* TEXT BLOCK *
******************************
What is exciting about this series is that, in a way, it has been years in the making for me. I had taken my first labour studies class around three years ago. And from there, I've just accumulated all of this knowledge about stuff that I have been really passionate about. And so to come into this job and have Am so willing to let me spearhead this series about women’s work has been really amazing. When I first applied for this job, I never thought that I would be creating my own mini series, which has been such a wonderful opportunity to both share my knowledge, and also get something out there that kind of feels like it's a bit more of something that I've created of my own — even though I'm doing it with the help of you all.
The series will come out in four episodes, and the way it’s divided up is to acknowledge the work-related experiences of women in differing life-stages and social positions. For the first episode, we start with young women workers in the food service industry and the perpetuation of sexual harassment. The following episodes focus on working mothers, migrant women, and ends on the final episode speaking of senior women and financial insecurity. We have five wonderful guests speaking on this series, from academics to a past union executive. Interspersed with their knowledge, we also hear directly from members of these groups through snippets of interviews, or through read-out-loud quotes from prior research.
Oftentimes on podcasts, we'll have academics or quote-unquote, “professionals” from the industry. But we don't always get to hear from people experiencing these particular situations. So for each episode, on young women workers, and so on, the workers that are specifically being spoken about, I'm also doing interviews with them — about their opinions and feelings, and their experiences. So, it's not just from this academic perspective that doesn't always give a true feeling or true experience to what is happening in the world right now. And so that's something that is a little unique to this series. It's important to give an opportunity for people to share their own experiences — to give them a voice.
What are your reflections as someone who is both a worker and a student of labour studies?
I read an article from Kaitlyn Matulewicz, who is also one of the people that I interviewed for my podcast series, and it was on front-of-house workers and their experiences with sexual harassment. That was one of the first papers that I had read that had really influenced me, because a lot of what was within the paper was what I had experienced myself while working within the restaurant industry.
By the time the pandemic came, I was coming into writing my honours paper for sociology, but it's also very heavily focused on labour. And so given the context of the pandemic, I decided to focus on the experiences of front-of-house coffee workers. The main findings that I discovered from that paper was that emotional labour for these workers had increased during the pandemic, that there is this perception of unlimited customer freedom, specifically, with customers who were resistant to safety measures. And that it was oftentimes when the BC government would step in, putting things in place like the mask mandate, that workers were able to be more empowered to stand up to customers within the work environment. But then when the mandates leave, then the workers become disempowered again. And so, I think somehow we need to work within government structures to re-empower service workers within food service industries, within any front-facing industry where these workers are consistently thought of as lower than the customers.
It definitely comes back to capitalism and patriarchy. Capitalism consistently puts profits and maximizing profits before anything else. So when you have a system that values profit before all else, things like people and the environment are going to come second. That's where we see so many problems, like underpaying workers, sweatshops, climate change — because we've created a world that cares more about money than people.
******************************
* DATA EXTRACTS *
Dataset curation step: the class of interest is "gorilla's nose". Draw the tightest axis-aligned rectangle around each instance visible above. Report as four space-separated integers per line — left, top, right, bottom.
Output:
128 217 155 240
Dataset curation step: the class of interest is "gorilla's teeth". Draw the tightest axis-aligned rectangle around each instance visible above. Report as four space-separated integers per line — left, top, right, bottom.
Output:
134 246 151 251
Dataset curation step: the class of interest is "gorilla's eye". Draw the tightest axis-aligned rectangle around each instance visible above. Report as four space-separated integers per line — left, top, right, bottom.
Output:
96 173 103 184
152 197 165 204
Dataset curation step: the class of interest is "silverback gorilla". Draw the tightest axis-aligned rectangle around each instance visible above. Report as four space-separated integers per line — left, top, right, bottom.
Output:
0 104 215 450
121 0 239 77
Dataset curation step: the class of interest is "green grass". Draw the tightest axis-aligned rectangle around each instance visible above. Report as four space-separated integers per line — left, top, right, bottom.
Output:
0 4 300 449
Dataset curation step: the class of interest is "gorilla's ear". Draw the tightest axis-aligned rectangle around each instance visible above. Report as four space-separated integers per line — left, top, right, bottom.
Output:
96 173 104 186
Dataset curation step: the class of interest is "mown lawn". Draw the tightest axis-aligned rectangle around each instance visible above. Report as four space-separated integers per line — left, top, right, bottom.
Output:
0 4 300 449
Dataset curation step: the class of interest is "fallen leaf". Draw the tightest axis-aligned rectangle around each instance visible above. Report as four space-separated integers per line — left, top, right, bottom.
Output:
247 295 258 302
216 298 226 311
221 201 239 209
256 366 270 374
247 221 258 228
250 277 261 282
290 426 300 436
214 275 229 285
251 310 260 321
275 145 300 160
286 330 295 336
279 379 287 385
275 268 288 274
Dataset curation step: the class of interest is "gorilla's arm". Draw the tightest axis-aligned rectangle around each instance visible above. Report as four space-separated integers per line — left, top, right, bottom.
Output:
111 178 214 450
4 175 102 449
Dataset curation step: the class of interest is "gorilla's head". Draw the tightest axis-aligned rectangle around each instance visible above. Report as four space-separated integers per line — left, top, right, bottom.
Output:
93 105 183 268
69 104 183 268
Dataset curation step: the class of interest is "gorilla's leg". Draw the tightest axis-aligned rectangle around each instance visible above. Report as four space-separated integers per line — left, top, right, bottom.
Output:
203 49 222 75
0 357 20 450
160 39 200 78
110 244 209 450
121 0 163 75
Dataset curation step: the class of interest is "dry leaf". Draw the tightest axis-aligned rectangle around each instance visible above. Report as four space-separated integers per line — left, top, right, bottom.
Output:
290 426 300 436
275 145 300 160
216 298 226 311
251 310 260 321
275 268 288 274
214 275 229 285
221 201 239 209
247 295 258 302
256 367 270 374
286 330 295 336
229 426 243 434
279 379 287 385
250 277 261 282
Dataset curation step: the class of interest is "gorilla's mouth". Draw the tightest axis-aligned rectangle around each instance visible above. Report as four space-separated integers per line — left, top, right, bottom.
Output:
******************************
* WHAT THE TASK REQUIRES *
Answer these questions about the interview on the women's work series.
1. How many episodes will the series have?
2. Which workers did the honours paper in sociology focus on?
3. What did that paper find happened to emotional labour for these workers during the pandemic?
Base your answers on the text alone.

* RESPONSE TO THE EXERCISE *
1. Four episodes.
2. Front-of-house coffee workers.
3. It increased.